### O que se pede
Informe cada linha dos dados abaixo que contém a palavra "raincoat". Copie as linhas sem alterações.

### Dados fornecidos

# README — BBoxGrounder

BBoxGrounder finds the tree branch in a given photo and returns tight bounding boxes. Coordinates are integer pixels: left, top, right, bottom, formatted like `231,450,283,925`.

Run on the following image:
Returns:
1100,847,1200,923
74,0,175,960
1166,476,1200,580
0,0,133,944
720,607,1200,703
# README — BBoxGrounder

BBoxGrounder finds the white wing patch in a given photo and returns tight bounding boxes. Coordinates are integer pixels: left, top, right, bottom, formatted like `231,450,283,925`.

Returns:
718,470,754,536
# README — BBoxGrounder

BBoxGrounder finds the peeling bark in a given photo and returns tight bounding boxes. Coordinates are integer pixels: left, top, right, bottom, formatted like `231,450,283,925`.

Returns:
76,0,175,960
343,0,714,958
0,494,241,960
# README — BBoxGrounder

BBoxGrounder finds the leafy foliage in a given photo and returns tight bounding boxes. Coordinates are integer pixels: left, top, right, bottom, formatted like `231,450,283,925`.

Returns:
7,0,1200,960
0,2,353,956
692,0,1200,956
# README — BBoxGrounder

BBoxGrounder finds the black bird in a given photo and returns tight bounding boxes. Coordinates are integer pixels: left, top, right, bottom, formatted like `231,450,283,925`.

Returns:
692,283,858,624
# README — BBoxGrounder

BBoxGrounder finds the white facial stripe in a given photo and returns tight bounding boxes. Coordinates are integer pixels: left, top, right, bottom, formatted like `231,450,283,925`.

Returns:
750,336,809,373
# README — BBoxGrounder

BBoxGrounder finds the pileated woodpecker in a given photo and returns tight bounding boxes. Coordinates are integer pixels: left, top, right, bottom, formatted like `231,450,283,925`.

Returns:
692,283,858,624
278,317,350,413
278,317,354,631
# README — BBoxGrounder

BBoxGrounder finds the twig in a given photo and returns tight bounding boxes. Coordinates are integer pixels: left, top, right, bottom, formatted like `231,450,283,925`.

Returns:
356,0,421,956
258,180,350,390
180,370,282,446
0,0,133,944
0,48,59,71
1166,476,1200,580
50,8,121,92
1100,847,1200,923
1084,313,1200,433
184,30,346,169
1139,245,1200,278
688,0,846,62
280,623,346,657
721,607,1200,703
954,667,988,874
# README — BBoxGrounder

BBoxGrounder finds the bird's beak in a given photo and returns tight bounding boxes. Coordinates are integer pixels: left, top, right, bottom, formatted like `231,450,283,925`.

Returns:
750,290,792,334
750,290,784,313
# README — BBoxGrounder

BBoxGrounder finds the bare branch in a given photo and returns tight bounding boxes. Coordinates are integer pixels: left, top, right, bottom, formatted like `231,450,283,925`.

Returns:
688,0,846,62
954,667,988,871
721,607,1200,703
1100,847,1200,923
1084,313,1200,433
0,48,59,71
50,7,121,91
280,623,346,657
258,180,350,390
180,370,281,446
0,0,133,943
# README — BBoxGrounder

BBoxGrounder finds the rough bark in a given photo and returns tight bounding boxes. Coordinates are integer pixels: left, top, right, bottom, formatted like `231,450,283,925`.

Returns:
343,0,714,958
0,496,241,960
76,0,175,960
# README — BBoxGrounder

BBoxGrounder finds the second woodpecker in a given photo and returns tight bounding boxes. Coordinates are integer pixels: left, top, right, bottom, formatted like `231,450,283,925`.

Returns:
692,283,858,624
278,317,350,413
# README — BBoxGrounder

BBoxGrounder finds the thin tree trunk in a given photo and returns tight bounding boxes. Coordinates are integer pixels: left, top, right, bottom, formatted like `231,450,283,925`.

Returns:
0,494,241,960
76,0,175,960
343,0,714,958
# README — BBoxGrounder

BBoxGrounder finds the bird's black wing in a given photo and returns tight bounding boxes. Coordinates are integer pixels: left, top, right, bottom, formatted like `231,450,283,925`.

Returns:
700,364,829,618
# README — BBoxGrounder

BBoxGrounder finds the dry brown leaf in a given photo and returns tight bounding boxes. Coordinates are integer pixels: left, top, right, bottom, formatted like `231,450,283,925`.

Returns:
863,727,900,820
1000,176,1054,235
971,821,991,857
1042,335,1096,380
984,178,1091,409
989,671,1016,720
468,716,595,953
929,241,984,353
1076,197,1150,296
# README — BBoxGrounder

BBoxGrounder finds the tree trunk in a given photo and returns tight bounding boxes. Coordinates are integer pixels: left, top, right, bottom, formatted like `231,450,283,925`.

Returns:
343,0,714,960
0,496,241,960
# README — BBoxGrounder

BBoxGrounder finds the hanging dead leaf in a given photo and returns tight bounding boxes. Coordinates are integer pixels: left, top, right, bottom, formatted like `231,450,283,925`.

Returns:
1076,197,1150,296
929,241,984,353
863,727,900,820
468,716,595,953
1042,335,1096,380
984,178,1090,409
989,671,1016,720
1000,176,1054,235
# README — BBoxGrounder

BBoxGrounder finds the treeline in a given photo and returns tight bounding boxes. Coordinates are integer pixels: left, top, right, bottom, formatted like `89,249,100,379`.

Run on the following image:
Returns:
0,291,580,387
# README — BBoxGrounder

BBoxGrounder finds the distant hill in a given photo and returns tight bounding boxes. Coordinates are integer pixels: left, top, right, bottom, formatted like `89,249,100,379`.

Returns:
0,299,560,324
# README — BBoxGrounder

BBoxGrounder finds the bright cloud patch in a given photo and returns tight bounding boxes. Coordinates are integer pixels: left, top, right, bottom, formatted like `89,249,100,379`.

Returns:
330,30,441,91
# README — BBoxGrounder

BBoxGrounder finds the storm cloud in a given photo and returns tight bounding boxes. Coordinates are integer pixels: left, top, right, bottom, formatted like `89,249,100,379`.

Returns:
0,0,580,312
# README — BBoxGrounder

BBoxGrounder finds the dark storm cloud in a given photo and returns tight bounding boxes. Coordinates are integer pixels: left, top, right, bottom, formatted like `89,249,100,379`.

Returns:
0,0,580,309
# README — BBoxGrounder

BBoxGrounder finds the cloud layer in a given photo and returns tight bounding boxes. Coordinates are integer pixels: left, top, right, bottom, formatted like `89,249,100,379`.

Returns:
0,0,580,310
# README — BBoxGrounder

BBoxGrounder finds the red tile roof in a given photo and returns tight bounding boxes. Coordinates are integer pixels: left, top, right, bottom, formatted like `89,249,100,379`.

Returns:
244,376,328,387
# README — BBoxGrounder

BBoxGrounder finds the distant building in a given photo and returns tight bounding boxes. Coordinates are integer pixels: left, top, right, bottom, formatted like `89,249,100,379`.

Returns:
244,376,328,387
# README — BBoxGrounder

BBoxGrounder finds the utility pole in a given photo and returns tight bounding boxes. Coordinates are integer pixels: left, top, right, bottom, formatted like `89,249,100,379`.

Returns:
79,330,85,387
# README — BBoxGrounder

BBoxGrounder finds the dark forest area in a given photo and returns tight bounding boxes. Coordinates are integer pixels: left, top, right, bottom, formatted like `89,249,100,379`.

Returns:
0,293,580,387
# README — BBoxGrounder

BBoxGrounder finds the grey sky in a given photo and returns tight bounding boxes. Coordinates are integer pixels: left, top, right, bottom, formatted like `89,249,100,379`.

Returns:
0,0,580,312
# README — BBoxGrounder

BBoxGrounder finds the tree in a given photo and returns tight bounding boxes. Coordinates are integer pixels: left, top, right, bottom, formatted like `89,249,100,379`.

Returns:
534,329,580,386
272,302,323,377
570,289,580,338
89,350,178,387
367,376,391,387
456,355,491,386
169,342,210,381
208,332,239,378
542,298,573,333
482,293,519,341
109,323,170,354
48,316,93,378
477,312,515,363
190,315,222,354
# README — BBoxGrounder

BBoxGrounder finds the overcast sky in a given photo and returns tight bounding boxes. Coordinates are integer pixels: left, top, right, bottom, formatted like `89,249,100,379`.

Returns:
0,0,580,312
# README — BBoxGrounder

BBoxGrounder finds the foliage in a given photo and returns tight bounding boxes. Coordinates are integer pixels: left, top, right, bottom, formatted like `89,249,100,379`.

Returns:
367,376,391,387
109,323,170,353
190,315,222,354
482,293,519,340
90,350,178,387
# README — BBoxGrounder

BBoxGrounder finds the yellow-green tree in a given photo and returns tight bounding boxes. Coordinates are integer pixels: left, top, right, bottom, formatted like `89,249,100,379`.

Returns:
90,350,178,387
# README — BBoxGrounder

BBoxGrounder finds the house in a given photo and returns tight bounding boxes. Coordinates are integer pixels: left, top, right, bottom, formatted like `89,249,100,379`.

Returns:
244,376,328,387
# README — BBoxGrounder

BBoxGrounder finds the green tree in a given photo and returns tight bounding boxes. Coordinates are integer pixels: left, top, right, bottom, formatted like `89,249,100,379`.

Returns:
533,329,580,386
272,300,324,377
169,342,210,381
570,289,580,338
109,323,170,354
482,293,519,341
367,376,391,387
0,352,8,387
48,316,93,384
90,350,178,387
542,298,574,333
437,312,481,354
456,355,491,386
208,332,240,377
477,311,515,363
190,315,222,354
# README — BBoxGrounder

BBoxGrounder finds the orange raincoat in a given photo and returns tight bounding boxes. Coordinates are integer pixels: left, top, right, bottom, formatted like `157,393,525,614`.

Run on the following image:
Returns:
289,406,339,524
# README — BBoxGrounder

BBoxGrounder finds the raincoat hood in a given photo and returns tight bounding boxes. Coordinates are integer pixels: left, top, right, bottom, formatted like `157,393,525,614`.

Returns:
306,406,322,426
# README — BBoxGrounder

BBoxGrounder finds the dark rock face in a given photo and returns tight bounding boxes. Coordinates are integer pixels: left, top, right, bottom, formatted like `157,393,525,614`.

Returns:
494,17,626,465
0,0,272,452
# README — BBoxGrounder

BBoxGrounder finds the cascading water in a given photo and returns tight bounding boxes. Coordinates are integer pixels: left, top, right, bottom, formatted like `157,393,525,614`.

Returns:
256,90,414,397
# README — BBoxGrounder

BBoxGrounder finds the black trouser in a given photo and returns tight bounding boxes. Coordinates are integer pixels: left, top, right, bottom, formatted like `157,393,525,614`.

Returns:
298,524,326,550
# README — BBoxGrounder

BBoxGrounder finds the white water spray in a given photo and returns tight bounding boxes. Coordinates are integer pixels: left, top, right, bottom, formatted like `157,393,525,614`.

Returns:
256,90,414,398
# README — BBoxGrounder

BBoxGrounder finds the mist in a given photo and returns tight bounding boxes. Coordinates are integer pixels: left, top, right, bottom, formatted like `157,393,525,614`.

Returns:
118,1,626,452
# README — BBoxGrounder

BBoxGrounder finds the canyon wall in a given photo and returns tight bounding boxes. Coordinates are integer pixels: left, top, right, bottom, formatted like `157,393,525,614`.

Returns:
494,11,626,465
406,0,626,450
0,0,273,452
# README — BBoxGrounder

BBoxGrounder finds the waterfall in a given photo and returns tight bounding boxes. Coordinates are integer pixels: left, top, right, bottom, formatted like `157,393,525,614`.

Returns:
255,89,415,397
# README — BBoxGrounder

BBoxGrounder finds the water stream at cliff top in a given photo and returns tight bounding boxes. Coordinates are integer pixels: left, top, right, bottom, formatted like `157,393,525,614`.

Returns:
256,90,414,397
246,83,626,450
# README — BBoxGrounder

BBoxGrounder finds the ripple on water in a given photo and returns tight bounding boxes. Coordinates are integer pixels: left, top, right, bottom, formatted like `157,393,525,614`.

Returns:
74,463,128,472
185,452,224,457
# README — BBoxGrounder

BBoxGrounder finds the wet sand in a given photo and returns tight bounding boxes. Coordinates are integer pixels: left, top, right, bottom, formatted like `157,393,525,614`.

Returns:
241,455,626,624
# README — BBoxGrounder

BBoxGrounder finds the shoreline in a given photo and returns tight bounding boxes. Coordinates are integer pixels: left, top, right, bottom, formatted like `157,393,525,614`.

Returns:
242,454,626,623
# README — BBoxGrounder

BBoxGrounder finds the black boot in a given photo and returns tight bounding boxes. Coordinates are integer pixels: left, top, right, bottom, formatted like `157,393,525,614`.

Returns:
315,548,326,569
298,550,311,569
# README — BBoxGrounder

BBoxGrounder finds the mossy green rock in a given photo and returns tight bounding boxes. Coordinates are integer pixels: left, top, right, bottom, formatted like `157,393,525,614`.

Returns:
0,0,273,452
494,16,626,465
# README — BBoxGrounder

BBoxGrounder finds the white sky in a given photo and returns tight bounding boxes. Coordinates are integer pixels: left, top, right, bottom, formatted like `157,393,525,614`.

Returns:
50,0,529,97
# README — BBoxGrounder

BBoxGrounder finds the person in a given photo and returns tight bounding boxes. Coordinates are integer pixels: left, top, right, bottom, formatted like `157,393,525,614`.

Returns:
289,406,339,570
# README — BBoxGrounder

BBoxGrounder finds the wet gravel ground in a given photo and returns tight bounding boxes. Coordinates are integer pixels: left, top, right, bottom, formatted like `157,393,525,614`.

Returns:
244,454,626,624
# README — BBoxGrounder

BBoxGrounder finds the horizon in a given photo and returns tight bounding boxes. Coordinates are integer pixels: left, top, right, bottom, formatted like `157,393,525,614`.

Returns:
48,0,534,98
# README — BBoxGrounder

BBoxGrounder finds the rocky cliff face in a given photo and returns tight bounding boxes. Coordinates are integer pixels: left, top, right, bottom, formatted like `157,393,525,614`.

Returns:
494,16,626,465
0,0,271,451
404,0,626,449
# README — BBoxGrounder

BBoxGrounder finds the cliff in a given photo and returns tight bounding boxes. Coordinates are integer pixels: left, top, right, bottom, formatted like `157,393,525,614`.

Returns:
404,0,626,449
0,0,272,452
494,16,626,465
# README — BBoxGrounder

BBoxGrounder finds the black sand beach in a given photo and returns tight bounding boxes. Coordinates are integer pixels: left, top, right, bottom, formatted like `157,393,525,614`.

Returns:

### Resultado do exercício
BBoxGrounder finds the orange raincoat in a given photo and returns tight bounding boxes. Coordinates are integer pixels: left, top, right, bottom, formatted like `157,393,525,614`.
BBoxGrounder finds the raincoat hood in a given photo and returns tight bounding boxes. Coordinates are integer pixels: left, top, right, bottom, formatted like `157,393,525,614`.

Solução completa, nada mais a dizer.